▶ **Exercise**: Output what the records say, word for word, with no images.

(Records excerpted from a collection)
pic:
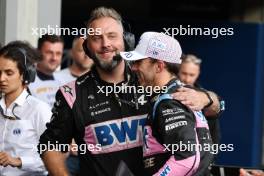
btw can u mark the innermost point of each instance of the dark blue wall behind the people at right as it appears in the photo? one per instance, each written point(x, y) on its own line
point(233, 67)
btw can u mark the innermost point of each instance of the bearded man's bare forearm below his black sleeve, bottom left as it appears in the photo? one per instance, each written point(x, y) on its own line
point(54, 162)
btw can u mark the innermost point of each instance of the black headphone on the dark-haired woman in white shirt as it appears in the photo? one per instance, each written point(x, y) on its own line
point(29, 70)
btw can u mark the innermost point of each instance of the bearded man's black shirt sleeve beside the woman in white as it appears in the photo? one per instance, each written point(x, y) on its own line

▶ **Response for this exercise**:
pic:
btw can u mark the innermost point of each instance of the dark blue wall behind the people at right as it appears in the photo? one per instance, each written point(x, y) on its own line
point(233, 67)
btw can u mark the innermost point of each instance of the bearded man's bare forearm below his black sleeve, bottom left as it appears in the photo? one per instance, each written point(x, y) on its own line
point(54, 162)
btw can u mark the innermost point of each instance of the black headphone on the dark-haired woman in white shirt as it appears in the photo? one per instance, each written point(x, y) on its own line
point(29, 70)
btw can u mark the innermost point of each instance of the bearded man's black shirt sleeve beside the woman in white as it appears in the photo? one per instance, each written point(x, y) on its own line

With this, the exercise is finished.